• [BRIEF]:
Could you please write out each line of the records exactly, minus the pictures?
━━━ TASK INPUTS ━━━
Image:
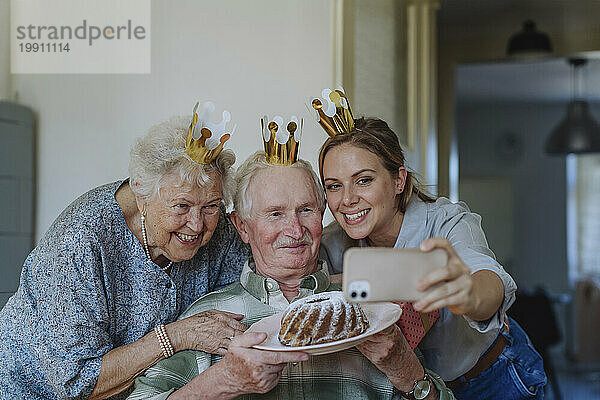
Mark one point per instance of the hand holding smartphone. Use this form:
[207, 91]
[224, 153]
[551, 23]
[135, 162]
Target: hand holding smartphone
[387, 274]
━━━
• [REPLY TO THE EXERCISE]:
Image:
Mark one point per instance of the hand holding smartphone. Use this form:
[207, 91]
[224, 153]
[551, 23]
[135, 162]
Target: hand holding smartphone
[387, 274]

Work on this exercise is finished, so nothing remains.